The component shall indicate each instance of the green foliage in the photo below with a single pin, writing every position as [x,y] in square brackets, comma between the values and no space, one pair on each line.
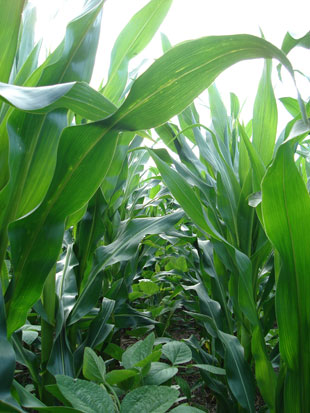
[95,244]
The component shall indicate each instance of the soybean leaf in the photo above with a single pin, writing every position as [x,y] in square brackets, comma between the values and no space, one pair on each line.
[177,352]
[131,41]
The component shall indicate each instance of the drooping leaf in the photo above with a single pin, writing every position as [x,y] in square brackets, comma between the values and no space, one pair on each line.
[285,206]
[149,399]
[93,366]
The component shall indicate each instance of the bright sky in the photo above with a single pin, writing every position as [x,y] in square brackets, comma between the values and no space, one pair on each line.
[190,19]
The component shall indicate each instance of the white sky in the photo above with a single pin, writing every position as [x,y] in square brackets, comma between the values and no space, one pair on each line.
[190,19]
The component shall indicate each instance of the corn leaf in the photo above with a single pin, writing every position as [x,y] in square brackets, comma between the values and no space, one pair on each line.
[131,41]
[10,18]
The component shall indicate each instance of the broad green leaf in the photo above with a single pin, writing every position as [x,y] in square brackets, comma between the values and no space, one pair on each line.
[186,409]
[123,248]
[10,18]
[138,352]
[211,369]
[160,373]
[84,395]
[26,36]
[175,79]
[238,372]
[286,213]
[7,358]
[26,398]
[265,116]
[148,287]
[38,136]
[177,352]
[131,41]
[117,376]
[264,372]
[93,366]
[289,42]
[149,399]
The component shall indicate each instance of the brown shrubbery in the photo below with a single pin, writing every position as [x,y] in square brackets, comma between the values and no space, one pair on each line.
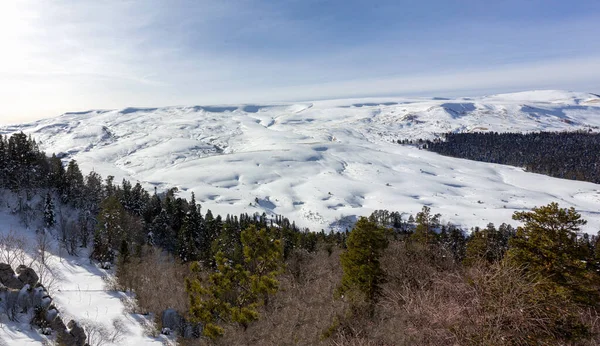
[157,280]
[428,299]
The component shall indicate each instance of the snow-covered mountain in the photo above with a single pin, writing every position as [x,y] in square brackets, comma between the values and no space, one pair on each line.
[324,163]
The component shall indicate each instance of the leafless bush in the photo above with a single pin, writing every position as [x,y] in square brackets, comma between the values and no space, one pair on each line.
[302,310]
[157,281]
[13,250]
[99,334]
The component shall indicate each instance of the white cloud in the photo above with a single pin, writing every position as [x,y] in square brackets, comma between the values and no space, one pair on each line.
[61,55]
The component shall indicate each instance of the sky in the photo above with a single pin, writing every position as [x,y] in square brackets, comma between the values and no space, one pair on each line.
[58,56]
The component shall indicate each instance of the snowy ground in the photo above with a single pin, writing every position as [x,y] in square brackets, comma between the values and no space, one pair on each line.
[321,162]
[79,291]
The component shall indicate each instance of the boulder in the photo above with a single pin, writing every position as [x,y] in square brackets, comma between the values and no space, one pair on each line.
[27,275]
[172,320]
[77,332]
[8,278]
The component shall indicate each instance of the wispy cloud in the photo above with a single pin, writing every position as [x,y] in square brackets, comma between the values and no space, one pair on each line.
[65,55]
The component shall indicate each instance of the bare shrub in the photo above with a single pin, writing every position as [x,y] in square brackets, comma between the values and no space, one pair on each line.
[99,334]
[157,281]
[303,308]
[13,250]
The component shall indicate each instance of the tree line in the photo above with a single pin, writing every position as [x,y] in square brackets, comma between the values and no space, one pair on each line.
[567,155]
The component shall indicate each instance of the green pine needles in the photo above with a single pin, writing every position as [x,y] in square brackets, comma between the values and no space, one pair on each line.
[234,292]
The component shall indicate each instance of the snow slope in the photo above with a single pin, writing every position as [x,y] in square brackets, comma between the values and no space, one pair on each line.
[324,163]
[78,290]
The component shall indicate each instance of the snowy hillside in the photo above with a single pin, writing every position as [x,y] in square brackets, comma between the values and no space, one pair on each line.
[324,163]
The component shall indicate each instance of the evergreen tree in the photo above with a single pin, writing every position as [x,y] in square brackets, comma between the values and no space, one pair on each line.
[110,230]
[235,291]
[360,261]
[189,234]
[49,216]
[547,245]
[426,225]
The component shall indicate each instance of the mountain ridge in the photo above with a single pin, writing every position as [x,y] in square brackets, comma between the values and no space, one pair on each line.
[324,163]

**Prompt**
Across the whole listing, reproduce each line verbatim and exclude every picture.

**Response**
The component shall indicate each instance of the green foliage in the photo below with a single pin, writing every position as [x,y] in square brackets, comma between the values and no space, one pair on each line.
[95,244]
The component shall indicate each instance of the soybean leaf in the photo above with a single pin, writing every position as [x,y] in square brackets, comma between the values and no space, one pair on each line.
[177,352]
[131,41]
The component shall indicate each instance of the drooping leaf in the photo above with a single pin, writing every position as [x,y] in square brackets, comma between the values and no space, one pair on each line.
[285,206]
[149,399]
[93,366]
The component shall indicate each instance of the bright sky in the photo above with a single pin, writing every position as [x,y] in square brackets, comma between the values and no space, one pair on each line.
[190,19]
The component shall indicate each instance of the white sky in the photo above with a single pin, writing every position as [x,y] in square brackets, comma between the values and no space, one pair on each line.
[190,19]
The component shall indicate each instance of the corn leaf in the photo above with a single pin, writing every position as [x,y] in square brackets, comma between the values and no space, one pair on each line.
[131,41]
[10,18]
The component shall indicate each instance of the broad green leaf in the photo above with a single pin, writing every position as [x,y] in square brackets, comma between the values and no space, one pair on each line.
[186,409]
[123,248]
[10,18]
[138,352]
[211,369]
[160,373]
[84,395]
[26,36]
[175,79]
[238,372]
[286,213]
[7,358]
[26,398]
[265,116]
[148,287]
[38,136]
[177,352]
[131,41]
[117,376]
[264,372]
[93,366]
[289,42]
[149,399]
The component shall indicate each instance of the brown shrubbery in the photo below with a single pin, writing every position as [x,y] in square brackets, comma between the values and no space, one pair on each line.
[157,280]
[428,299]
The component shall indicate each instance of the snow-covered mountain in the photo above with a single pin, writing every position as [x,y] in square brackets, comma between the values and no space, one pair on each line.
[324,163]
The component shall indicate each instance of the leafless bush in the photo above with a single pin, writing every position as [x,y] in square brackets, comma between the values and no space, one pair on each line.
[302,310]
[157,281]
[13,250]
[99,334]
The component shall indicate each instance of the white cloud in the photo above with a single pin, writing every position as [x,y] in square brackets, comma between the values and no space, one pair on each line.
[61,55]
The component shall indicate each instance of the sky in the photo above with a single pin, writing every position as [x,y] in square brackets, comma between the values and no space, one pair on each line.
[58,56]
The component shall indicate each instance of the snowy ground in the photo above with a single pin, writing every position as [x,y] in square brackets, comma between the values and no space, one pair on each line.
[321,162]
[79,291]
The component shall indicate each instance of the boulder in the photo above with a single pin, writing every position as [x,y] in square brackets, comma between the values and no space, one pair on each line.
[27,275]
[172,320]
[77,332]
[8,278]
The component shall indicate each instance of the wispy cloud in the photo above with a single pin, writing every position as [x,y] in square brackets, comma between the values and no space, one pair on each line.
[65,55]
The component shall indicate each instance of the bare shrub in the photo above with a single pin, writing every position as [x,y] in square brackets, comma between the values and no space, one pair on each line.
[99,334]
[157,281]
[303,308]
[13,250]
The component shall indicate each instance of the tree line in the photo above with a single pin, writing every position as [x,y] in square brackets, comma between the values and no space, one pair on each line.
[567,155]
The component shall indicate each instance of the green pine needles in the photo above with a single pin, writing every position as [x,y] in square brackets, comma between the values and no space, one pair on each line.
[234,292]
The component shall indicate each instance of the snow slope in the photo above with a single pin, writing every position as [x,y] in square brackets, comma between the values and no space, one pair on each line.
[324,163]
[78,290]
The component shall indicate each instance of the snowy hillside in the photo above with a single pin, writing every position as [x,y] in square brackets, comma between the values and no space, one pair on each line.
[324,163]
The component shall indicate each instance of the evergreen tree in the photo above with a single pin, writing every position as [x,y] in square brackets, comma between the values and no space, one pair on each line.
[110,230]
[235,291]
[360,261]
[189,234]
[49,216]
[547,245]
[426,225]
The component shall indicate each instance of the mountain ridge in the photo above with a single pin, writing every position as [x,y] in square brackets, comma between the values and no space, one pair on each line.
[324,163]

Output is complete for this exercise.